## Exercise instructions
Repeat the whole listing, keeping every word and every line intact.
-----
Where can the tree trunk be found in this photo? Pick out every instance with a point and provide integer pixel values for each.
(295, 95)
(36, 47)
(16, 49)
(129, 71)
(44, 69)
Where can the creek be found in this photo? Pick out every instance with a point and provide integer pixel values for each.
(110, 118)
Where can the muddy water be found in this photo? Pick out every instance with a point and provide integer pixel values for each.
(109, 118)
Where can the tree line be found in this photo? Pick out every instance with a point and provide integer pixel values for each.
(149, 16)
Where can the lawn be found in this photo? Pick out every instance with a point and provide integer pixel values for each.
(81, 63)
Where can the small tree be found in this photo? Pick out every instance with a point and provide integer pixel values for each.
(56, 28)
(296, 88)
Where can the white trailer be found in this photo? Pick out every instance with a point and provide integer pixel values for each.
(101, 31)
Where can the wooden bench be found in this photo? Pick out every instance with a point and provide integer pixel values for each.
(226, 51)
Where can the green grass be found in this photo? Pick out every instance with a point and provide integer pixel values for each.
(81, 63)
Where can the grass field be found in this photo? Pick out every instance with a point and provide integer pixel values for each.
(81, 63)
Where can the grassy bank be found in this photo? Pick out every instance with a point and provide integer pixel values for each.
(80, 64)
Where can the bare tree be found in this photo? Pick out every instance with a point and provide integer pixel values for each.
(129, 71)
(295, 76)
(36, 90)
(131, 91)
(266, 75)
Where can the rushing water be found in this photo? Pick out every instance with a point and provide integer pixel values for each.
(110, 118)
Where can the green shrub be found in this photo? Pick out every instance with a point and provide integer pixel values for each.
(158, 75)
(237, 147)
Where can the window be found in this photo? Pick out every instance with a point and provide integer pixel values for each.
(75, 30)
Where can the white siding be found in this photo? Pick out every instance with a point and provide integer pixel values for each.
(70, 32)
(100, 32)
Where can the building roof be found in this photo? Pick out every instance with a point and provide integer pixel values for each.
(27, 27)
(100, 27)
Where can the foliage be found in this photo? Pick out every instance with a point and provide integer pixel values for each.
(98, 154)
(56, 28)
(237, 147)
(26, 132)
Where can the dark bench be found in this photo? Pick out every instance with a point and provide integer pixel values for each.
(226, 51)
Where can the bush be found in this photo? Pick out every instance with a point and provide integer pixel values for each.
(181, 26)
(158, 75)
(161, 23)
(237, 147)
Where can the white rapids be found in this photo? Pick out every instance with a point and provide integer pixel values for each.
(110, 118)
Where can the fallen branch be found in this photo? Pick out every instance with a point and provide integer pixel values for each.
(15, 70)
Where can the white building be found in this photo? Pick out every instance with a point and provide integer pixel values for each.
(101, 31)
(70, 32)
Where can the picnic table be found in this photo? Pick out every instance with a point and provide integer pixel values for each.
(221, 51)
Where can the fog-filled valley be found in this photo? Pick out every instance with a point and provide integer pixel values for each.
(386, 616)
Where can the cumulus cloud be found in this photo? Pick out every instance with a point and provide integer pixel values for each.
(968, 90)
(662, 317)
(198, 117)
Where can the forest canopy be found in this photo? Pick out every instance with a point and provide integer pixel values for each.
-----
## Response
Where can the tree trunk be found in this photo? Pick out every instance with a point and provide integer pixel values for each.
(295, 95)
(36, 47)
(16, 49)
(129, 71)
(44, 69)
Where can the creek be found in this photo? Pick out every instance with a point and provide integer pixel values for each.
(110, 118)
Where can the muddy water be found in this photo? Pick out every instance with a point and provide integer pixel values for each.
(109, 118)
Where can the tree line be found in this photo? Pick out every instance with a point and provide integer pixel values for each.
(149, 16)
Where can the lawn be found in this photo? Pick out every instance with a point and provide integer pixel values for each.
(81, 63)
Where can the small tree be found in this photo? Pick out every instance with a point and provide integer pixel values for each.
(56, 28)
(296, 88)
Where can the white trailer be found in this photo? Pick out every instance with a point and provide integer pixel values for each.
(101, 31)
Where can the wooden bench be found in this photo? Pick out every instance with a point and provide integer pixel values for each.
(226, 51)
Where can the green grass be found in this photo? Pick out every instance with a point and provide integer pixel values for each.
(81, 63)
Where can the grass field be found in this photo? Pick out every instance with a point and provide integer pixel values for each.
(81, 63)
Where can the grassy bank be found in this photo? Pick out every instance with a point and provide integer pixel values for each.
(80, 64)
Where can the bare tree be found in this photo? Pick out every instance with a point and provide integer pixel values for each.
(129, 71)
(295, 76)
(36, 90)
(131, 91)
(266, 75)
Where can the rushing water be found in this photo? Pick out every instance with a point and provide integer pixel values for each.
(110, 118)
Where can the green shrub be found in this photo? Pick out every instance with a point and provide integer pixel values for each.
(158, 75)
(237, 147)
Where can the window be found in this photo? Pick out every instance with a point and provide integer pixel values for each.
(75, 30)
Where can the white siding be found in this photo? Pick out every instance with a point and provide integer pixel values for each.
(70, 32)
(100, 32)
Where can the building roof be found in this photo? Pick out every instance with a point and provide integer pixel values for each.
(27, 27)
(100, 27)
Where can the foliage be found in this photo? Pick out every instance with a point and provide integer pixel values for each.
(98, 154)
(56, 28)
(237, 147)
(26, 132)
Where can the dark bench be found in this photo? Pick out every instance with a point and provide integer pixel values for each.
(226, 51)
Where can the bush be found in this photo? Pick out every instance with a point and provide integer pixel values for each.
(181, 26)
(158, 75)
(161, 23)
(237, 147)
Where can the white rapids be found in this photo? Pick out every instance with a point and provide integer pixel values for each.
(110, 118)
Where can the fallen branch be found in this photo? Pick out every instance with a point and provide integer pixel values for each.
(15, 70)
Where can the white building be found in this photo? Pick out every instance with a point and provide integer pixel values for each.
(101, 31)
(70, 32)
Where can the picnic table be found in this photo? Pick out every instance with a point and provide integer pixel values for each.
(221, 51)
Where can the fog-filled valley be found in this photo? Pick out every instance with a point and provide integer pixel values for each.
(386, 616)
Where can the cumulus cloud be found in this photo? Pick out every instance with a point and provide integer pixel values for each.
(968, 90)
(662, 317)
(198, 117)
Where can the forest canopy be found in this photo? Pick out every instance with a point and provide integer pixel values for each.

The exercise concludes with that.